* EXERCISE INSTRUCTIONS
Gather each line of the listing below that contains the string "submarine", and copy it out. Treat the match as case-sensitive.
------ DATASET CONTENT ------
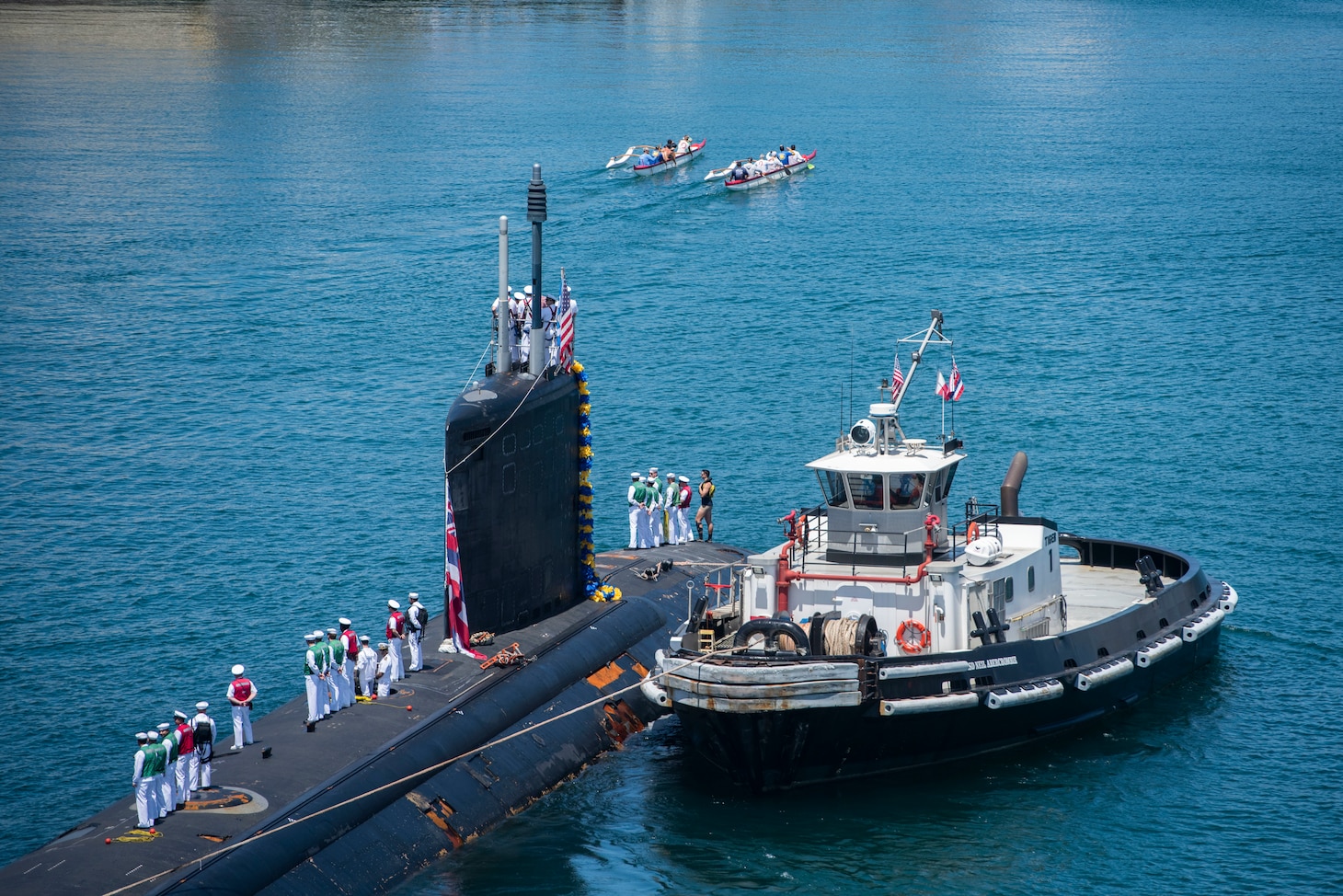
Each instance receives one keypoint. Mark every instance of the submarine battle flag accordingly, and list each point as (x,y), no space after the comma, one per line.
------
------ DATASET CONTENT ------
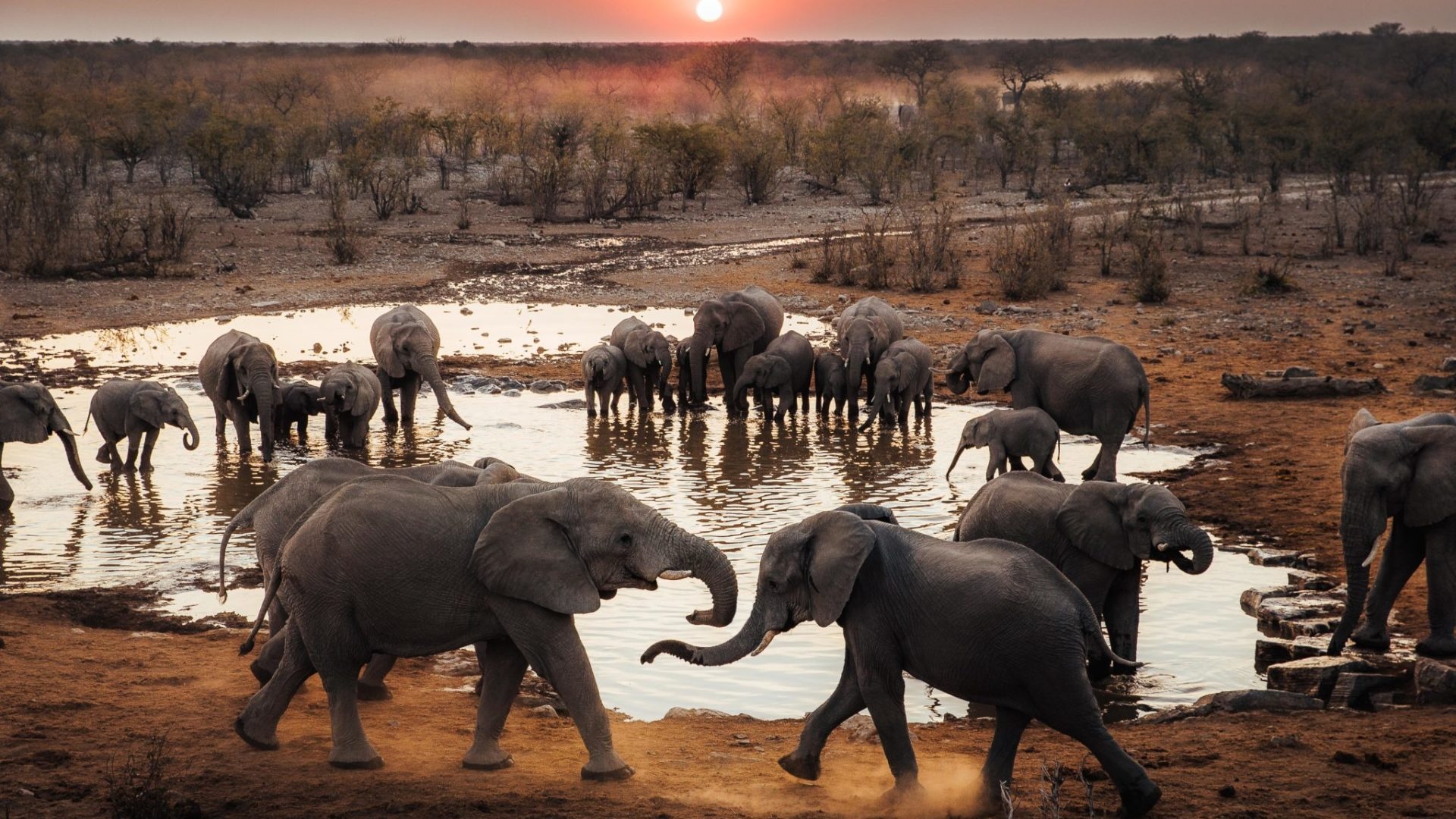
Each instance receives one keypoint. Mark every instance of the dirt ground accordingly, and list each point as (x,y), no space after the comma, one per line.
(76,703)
------
------ DATASET CONTENT ------
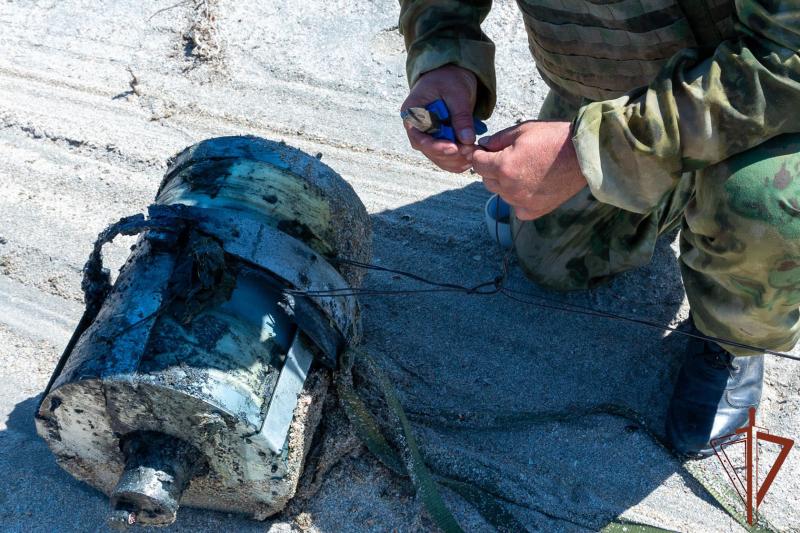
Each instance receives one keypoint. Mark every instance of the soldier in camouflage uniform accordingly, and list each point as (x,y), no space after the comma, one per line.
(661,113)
------
* TASK RESULT
Each instance receives one keypoint. Mark every instance of the submarine battle flag accordingly, and list each point as (x,y), no space after the comma, one per line.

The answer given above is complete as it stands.